• Task brief
Copy each of the records below word for word, and leave the pictures out.

• Records for this task
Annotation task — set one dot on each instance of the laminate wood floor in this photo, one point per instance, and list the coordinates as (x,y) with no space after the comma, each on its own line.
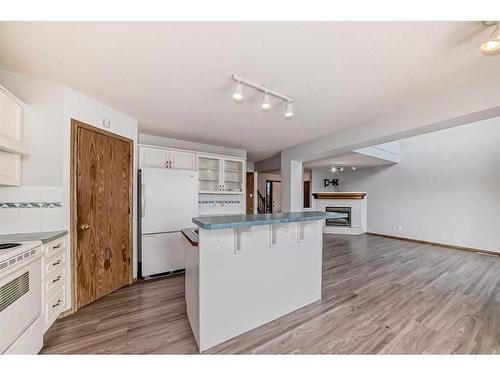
(379,296)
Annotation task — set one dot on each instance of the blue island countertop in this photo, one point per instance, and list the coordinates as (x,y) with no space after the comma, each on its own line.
(241,221)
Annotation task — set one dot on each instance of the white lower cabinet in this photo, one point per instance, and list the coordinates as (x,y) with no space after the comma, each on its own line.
(163,252)
(54,281)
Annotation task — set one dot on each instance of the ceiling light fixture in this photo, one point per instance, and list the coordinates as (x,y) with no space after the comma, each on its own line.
(289,110)
(492,45)
(238,93)
(266,101)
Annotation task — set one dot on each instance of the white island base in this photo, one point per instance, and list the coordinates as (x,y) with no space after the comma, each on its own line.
(238,279)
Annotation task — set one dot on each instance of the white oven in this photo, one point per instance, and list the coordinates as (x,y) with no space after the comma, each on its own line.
(21,299)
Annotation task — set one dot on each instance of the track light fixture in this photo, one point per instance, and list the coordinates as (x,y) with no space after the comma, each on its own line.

• Exercise solution
Annotation task — set one dot on each instance of the laminate wood floor in this photo, one point per instance, and list the coordinates as (x,y) with no space after the comma, each on its own line.
(379,296)
Annotation task — set one dot on each instance of the blue island countertop in this photo, one point per instance, and list the coordinates as (x,y) with no space after the comma, each on its own line.
(241,221)
Annotation task — set one dot on each instance of the white lower cabinet in this photo, one point per instance, and list the coordinates as (x,y) with no space after the comma, each on its own line.
(163,252)
(54,281)
Annotation task — set one dot on each instance of the ceiling light fixture in this photo, one point per instance, and list the coordinates as (x,y) with no space after the comma, each on its own line.
(289,110)
(492,45)
(238,93)
(266,101)
Annotation task — set one dot on each instance of the white island base in this photo, one point per instance, and list the coordinates as (x,y) with no space after the comma, each on its own line.
(238,279)
Annotation task — set one dot on each instance of the white oven in this photo, one point per instance, and list the coordinates as (x,y) with no space after the comma, each on its own line.
(21,299)
Annotation task — set one dot on each instance of the track light fixture in this photo, one point per instance, and list the coordinates as (x,y) with no space after the comma, each on its own line.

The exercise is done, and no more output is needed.